Rows from a segmentation dataset:
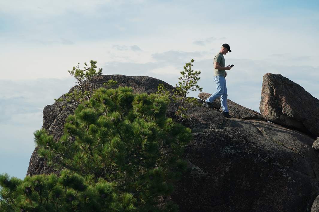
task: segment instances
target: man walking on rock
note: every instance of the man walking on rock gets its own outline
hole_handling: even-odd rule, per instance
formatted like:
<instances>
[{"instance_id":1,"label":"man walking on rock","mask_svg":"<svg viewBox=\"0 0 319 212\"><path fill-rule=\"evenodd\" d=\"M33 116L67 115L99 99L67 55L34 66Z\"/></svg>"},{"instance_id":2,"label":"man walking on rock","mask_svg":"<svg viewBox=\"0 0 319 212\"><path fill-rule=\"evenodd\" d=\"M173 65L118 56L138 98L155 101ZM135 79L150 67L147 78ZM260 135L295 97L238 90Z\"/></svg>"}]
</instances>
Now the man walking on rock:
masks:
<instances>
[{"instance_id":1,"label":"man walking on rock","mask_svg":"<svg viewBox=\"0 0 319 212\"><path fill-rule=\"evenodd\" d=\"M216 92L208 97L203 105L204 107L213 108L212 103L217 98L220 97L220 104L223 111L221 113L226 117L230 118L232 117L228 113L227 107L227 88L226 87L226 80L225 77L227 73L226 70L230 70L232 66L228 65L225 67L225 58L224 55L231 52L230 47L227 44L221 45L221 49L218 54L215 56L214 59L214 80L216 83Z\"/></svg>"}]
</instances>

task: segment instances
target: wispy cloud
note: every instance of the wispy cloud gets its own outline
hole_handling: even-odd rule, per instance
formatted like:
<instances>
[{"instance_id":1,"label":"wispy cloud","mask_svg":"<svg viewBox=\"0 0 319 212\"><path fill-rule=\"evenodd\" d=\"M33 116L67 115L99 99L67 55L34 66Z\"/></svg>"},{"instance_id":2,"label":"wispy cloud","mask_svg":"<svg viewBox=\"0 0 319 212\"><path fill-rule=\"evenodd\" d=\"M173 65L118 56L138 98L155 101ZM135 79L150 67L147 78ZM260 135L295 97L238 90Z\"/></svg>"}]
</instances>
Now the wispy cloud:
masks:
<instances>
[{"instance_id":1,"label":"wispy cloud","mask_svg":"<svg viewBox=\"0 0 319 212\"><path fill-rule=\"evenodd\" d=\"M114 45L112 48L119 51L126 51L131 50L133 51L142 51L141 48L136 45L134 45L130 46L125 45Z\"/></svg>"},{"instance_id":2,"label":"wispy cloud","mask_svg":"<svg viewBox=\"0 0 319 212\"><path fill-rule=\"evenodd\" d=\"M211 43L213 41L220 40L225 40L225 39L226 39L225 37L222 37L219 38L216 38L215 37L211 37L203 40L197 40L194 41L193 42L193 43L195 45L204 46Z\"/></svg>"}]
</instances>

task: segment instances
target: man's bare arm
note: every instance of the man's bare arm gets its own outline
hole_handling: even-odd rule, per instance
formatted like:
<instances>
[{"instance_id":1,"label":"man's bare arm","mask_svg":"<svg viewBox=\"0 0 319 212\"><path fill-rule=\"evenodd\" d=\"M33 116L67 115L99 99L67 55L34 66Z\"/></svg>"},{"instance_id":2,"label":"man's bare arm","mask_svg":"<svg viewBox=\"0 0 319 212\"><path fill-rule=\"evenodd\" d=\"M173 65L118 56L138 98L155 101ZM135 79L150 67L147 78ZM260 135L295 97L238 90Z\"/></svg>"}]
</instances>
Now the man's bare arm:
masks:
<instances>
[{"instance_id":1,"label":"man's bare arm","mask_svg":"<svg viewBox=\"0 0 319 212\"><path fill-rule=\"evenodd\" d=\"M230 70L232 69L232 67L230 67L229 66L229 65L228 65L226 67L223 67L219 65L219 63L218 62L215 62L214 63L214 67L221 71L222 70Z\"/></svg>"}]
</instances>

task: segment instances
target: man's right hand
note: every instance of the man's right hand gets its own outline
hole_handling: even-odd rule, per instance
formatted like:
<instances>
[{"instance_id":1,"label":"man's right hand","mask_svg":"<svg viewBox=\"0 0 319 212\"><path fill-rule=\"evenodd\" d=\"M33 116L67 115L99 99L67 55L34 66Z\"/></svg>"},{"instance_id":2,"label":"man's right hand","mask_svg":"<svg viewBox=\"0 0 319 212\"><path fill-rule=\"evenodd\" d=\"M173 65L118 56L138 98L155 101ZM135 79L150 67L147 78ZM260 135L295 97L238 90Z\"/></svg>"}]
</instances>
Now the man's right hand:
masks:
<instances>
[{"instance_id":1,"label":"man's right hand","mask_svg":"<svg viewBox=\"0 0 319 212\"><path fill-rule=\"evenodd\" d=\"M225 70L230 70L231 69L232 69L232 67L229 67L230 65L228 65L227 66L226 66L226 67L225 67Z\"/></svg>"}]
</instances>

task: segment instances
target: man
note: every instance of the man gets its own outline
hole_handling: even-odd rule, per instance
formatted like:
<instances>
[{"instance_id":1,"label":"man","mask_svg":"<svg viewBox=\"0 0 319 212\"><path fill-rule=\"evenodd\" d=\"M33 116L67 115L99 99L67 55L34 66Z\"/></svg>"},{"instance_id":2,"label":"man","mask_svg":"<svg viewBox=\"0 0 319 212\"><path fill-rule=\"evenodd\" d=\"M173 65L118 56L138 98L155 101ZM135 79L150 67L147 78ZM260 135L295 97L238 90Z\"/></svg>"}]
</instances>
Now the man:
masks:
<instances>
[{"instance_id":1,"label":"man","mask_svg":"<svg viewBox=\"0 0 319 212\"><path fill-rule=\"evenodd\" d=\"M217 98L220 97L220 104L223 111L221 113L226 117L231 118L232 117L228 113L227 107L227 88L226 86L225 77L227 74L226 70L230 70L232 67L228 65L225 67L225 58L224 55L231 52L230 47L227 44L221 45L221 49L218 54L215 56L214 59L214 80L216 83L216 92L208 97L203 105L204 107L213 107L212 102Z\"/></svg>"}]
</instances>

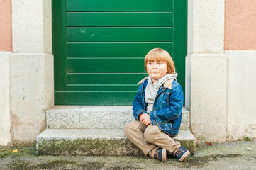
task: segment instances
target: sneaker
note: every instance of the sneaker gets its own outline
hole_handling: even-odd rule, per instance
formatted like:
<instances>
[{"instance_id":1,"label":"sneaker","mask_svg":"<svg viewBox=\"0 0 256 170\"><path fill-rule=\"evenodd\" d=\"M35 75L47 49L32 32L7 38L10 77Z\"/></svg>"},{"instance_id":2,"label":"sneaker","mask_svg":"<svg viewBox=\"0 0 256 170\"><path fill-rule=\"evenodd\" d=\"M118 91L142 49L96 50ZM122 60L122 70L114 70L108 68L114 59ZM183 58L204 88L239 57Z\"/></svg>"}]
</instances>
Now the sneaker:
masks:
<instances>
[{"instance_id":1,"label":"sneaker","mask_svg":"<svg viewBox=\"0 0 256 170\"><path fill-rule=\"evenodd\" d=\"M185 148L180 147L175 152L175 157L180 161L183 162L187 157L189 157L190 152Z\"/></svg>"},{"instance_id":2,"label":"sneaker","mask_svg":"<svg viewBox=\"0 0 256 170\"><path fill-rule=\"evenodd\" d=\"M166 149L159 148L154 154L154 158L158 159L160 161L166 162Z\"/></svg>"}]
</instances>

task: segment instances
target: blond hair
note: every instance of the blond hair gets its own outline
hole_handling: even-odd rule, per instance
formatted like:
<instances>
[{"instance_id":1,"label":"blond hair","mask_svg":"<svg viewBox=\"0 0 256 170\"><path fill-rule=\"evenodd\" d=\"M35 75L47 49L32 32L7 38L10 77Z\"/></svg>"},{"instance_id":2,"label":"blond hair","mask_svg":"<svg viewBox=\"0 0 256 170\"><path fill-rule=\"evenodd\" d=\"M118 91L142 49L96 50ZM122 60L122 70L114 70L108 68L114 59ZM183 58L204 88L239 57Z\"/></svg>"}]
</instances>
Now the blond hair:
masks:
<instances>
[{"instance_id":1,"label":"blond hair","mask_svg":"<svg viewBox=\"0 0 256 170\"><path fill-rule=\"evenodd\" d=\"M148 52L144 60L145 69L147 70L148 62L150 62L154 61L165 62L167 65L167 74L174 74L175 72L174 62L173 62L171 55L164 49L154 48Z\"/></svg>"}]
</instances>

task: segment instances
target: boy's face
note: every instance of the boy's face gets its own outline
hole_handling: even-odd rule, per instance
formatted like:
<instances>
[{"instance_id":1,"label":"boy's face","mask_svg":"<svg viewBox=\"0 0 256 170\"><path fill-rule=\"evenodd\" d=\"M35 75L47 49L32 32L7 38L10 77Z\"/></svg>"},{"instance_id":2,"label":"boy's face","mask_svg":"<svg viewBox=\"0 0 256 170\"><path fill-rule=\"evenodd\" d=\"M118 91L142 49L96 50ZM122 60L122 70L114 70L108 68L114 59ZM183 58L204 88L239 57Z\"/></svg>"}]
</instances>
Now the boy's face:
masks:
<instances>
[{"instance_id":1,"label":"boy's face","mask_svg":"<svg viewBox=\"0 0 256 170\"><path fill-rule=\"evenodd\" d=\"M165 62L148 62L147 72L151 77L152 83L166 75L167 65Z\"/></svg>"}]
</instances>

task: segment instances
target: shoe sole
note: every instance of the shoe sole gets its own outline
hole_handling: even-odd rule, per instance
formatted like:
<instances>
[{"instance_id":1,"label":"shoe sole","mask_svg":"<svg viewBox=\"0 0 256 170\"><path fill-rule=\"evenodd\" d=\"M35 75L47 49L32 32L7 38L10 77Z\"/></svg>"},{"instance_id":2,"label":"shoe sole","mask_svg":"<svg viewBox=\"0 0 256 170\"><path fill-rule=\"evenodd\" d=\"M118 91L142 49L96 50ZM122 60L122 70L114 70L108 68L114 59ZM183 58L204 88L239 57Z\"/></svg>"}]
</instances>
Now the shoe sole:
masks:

* * *

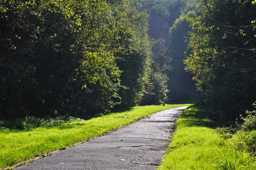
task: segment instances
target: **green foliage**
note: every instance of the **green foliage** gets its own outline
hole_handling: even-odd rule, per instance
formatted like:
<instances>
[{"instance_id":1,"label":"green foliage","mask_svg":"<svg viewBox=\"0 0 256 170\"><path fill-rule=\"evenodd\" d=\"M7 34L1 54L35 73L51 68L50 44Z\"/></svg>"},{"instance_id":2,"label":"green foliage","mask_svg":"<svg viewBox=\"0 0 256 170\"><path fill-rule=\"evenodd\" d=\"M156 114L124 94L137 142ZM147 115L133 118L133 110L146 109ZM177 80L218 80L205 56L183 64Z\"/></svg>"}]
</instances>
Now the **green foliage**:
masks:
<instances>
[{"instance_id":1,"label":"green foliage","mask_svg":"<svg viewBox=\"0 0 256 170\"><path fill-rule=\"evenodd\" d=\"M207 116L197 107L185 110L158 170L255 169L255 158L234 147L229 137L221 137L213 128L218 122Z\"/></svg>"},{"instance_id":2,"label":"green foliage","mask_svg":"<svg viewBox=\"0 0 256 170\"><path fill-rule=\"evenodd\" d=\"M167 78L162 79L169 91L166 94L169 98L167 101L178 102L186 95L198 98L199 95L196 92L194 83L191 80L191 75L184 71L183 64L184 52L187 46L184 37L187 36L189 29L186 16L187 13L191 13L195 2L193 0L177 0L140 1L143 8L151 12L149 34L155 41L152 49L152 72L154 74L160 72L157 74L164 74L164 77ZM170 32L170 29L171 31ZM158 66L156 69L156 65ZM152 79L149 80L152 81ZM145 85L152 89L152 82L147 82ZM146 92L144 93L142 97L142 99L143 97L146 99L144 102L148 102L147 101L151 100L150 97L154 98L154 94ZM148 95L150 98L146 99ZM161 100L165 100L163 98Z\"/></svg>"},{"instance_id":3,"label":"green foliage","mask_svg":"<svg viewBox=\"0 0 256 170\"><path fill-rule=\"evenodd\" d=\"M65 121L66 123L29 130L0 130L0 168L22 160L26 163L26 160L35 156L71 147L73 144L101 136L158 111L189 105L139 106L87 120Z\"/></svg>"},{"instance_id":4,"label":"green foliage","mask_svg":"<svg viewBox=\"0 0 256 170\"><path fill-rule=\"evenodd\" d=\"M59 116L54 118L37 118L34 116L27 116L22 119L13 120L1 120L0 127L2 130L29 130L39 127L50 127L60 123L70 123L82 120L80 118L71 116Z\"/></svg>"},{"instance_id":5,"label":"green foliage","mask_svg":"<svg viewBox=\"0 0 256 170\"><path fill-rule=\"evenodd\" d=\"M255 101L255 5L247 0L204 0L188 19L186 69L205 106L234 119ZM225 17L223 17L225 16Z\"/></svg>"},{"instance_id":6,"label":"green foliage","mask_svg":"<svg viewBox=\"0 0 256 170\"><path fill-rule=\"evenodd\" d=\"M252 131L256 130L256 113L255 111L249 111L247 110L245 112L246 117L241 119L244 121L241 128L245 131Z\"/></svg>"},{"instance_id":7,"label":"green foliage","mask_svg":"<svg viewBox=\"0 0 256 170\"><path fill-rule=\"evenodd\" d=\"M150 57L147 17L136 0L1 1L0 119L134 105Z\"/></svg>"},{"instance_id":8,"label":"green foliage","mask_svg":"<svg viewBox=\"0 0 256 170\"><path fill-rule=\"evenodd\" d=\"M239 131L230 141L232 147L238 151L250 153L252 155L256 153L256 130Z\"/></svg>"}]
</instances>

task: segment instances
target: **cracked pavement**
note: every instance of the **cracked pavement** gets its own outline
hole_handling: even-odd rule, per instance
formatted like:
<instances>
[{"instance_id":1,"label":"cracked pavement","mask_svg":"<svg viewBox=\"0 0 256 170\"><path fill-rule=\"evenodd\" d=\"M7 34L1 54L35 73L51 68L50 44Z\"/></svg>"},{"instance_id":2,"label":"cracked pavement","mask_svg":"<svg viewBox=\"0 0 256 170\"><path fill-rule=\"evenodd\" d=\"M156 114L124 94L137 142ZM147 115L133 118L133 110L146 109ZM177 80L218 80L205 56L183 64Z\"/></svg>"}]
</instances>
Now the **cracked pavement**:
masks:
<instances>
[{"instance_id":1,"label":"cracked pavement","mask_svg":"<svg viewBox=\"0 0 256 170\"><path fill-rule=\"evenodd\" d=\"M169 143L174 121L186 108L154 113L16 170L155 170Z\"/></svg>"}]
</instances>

...

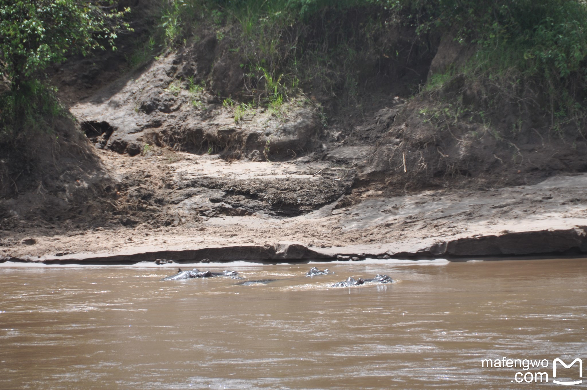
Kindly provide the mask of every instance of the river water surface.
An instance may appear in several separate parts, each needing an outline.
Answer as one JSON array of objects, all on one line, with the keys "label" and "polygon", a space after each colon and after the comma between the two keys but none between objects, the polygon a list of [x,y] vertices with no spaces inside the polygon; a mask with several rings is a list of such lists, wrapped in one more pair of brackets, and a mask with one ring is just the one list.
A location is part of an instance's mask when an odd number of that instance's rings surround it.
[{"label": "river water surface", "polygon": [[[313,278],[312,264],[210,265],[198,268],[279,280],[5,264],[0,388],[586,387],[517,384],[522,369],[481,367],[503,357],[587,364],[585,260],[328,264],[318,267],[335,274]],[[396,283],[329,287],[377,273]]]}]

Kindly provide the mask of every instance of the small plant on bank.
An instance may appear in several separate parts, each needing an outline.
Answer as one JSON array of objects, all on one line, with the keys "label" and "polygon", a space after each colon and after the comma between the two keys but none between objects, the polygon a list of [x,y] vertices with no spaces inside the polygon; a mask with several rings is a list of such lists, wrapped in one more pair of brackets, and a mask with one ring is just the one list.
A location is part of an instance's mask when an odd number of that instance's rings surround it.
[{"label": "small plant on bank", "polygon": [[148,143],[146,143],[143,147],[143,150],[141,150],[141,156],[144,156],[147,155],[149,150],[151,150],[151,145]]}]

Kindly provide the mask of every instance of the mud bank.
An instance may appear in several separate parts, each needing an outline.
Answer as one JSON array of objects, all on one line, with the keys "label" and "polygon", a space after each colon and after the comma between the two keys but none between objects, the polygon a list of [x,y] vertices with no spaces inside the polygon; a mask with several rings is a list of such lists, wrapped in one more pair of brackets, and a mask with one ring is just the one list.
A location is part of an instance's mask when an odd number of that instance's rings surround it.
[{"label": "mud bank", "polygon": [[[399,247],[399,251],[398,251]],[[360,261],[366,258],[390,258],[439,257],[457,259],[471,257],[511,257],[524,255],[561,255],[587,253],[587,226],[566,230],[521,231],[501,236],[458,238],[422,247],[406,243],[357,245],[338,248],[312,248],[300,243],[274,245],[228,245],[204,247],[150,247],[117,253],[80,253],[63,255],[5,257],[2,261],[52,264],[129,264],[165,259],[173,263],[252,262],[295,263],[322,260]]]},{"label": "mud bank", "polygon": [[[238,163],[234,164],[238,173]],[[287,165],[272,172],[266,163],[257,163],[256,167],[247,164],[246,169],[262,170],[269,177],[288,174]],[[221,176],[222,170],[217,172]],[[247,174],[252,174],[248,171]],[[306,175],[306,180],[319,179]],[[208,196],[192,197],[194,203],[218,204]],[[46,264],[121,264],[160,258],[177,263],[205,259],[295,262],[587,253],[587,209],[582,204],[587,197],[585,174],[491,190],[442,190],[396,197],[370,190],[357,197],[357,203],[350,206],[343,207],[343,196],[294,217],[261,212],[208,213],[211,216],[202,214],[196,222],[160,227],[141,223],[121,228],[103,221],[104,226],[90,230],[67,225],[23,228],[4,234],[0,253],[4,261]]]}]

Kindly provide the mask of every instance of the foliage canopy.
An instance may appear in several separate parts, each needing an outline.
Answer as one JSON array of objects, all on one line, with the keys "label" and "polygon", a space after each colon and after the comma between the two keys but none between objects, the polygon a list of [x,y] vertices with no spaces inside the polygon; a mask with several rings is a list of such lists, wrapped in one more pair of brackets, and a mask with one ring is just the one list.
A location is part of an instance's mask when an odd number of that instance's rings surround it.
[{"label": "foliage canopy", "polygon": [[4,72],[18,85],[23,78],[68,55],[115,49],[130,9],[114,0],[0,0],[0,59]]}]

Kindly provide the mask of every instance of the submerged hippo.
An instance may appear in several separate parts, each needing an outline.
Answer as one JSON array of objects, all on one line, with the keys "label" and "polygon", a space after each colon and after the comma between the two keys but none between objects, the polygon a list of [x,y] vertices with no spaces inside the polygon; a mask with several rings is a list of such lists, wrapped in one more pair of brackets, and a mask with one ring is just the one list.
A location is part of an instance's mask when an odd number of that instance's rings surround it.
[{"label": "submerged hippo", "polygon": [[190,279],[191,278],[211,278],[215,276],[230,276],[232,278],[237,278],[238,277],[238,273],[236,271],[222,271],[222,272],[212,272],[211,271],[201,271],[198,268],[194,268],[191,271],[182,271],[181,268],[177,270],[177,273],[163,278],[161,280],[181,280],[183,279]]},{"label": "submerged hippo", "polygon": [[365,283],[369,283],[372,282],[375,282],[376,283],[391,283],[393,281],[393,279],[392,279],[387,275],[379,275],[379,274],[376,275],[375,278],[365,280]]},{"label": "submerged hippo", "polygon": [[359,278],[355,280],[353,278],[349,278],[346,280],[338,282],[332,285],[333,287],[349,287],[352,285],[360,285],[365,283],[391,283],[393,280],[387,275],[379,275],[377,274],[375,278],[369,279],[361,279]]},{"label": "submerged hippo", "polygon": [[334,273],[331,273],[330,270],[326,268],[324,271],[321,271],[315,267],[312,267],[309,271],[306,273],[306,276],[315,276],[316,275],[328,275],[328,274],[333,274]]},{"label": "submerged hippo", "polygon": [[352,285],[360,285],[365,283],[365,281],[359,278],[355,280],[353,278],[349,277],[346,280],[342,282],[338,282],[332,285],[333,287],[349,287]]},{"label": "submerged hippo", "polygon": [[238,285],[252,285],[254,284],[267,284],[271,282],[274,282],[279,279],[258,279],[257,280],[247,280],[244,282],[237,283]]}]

| CHALLENGE |
How many lines of the listing above contain the string "canopy", with case counting? Give only the number.

| FINISHED ANSWER |
2